= TEXTAUSZUG =
Einmalige Kapitalleistung als Gegenstand der betrieblichen Altersversorgung
Nach unterschiedlichen Entscheidungen der Vorinstanzen hatte das BAG zunächst keine Zweifel daran, dass es sich bei der streitgegenständlichen einmaligen Kapitalleistung um eine Leistung der betrieblichen Altersversorgung nach § 1 BetrAVG handelte, da der Versorgungszweck für die Kapitalzusage prägend war (BAG, Urteil v. 25.6.2013, § AZR 219/11). Im Übrigen stellte das BAG auf die Vorschrift des § 7 BetrAVG ab. Danach haftet der Träger der Insolvenzversicherung für rückständige Versorgungsansprüche im Falle der Insolvenz des Arbeitgebers, wenn der Anspruch des Versorgungsberechtigten bis zu zwölf Monate vor der Eröffnung des Insolvenzverfahrens entstanden ist.

= EXTRAHIERTE DATEN =
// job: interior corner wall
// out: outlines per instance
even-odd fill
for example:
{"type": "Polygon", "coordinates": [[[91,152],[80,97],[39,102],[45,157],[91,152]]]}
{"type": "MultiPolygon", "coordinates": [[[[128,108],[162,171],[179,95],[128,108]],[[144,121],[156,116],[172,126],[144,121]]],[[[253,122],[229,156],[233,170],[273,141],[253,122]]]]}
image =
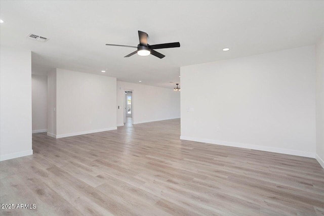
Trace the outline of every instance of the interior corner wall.
{"type": "Polygon", "coordinates": [[[178,118],[180,117],[180,92],[172,89],[117,82],[117,125],[124,125],[125,89],[133,91],[134,124],[178,118]]]}
{"type": "Polygon", "coordinates": [[[316,158],[324,168],[324,35],[316,49],[316,158]]]}
{"type": "Polygon", "coordinates": [[[117,129],[116,78],[56,69],[57,138],[117,129]]]}
{"type": "Polygon", "coordinates": [[[315,70],[314,46],[181,67],[180,138],[315,157],[315,70]]]}
{"type": "Polygon", "coordinates": [[[47,132],[47,76],[31,75],[32,133],[47,132]]]}
{"type": "Polygon", "coordinates": [[[56,138],[56,69],[47,74],[47,135],[56,138]]]}
{"type": "Polygon", "coordinates": [[[32,154],[31,55],[0,46],[0,161],[32,154]]]}

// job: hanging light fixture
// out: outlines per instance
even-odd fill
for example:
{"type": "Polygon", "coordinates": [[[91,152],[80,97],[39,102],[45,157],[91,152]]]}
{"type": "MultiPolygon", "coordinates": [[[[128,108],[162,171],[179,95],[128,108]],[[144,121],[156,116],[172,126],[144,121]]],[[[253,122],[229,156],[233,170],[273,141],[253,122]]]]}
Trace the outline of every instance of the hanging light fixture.
{"type": "Polygon", "coordinates": [[[178,92],[178,91],[180,91],[180,88],[179,88],[179,87],[178,86],[179,83],[177,83],[176,84],[177,85],[177,87],[173,89],[173,91],[174,91],[175,92],[178,92]]]}

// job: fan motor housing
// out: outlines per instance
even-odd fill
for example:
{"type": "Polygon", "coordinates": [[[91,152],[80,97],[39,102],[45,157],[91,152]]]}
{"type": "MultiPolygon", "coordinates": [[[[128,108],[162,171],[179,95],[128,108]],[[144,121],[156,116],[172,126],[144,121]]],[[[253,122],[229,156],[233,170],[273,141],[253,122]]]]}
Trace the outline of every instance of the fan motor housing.
{"type": "MultiPolygon", "coordinates": [[[[147,46],[148,46],[148,45],[147,45],[147,46]]],[[[151,49],[147,47],[142,46],[140,44],[139,44],[138,45],[137,45],[137,51],[138,51],[140,50],[147,50],[148,51],[150,51],[151,49]]]]}

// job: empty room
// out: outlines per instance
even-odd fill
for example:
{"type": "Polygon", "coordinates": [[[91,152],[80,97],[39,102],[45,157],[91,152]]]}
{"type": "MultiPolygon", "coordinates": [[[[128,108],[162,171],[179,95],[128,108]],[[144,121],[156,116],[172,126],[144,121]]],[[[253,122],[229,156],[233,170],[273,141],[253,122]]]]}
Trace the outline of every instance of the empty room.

= AUFGABEN =
**1.** Beantworte anhand des Textauszugs zur einmaligen Kapitalleistung:
(a) Nach welcher Vorschrift ordnete das BAG die Kapitalleistung als Leistung der betrieblichen Altersversorgung ein?
(b) Wer haftet nach § 7 BetrAVG bei Insolvenz des Arbeitgebers für rückständige Versorgungsansprüche?
(c) Bis zu wie vielen Monaten vor Eröffnung des Insolvenzverfahrens muss der Anspruch entstanden sein?
**2.** Schreibe den Textauszug zur einmaligen Kapitalleistung im Anschluss an seinen letzten Satz weiter.
Die Daten sind eigenständiges Material.

= ANTWORTEN =
**1.**
(a) Nach § 1 BetrAVG.
(b) Der Träger der Insolvenzversicherung.
(c) Bis zu zwölf Monate.

**2.**
Zwölfmonatsfrist gilt nicht für Kapitalleistungen
Nach der Entscheidung des BAG scheitert der Anspruch des Klägers auf die Kapitalleistung nicht an der Überschreitung der Zwölfmonatsfrist. Die Vorschrift sei nach Wortlaut und Sinn lediglich auf laufende Rentenleistungen und nicht auf einmalige Kapitalleistungen anzuwenden. Der Gesetzgeber habe bei Einführung dieser Frist (ursprünglich sechs Monate, später auf zwölf Monate erweitert) erkennbar lediglich laufende Leistungen der betrieblichen Altersversorgung im Blick gehabt, um die Einstandspflicht des Trägers der Insolvenzsicherung in diesem Punkt zu beschränken und berechenbarer zu machen.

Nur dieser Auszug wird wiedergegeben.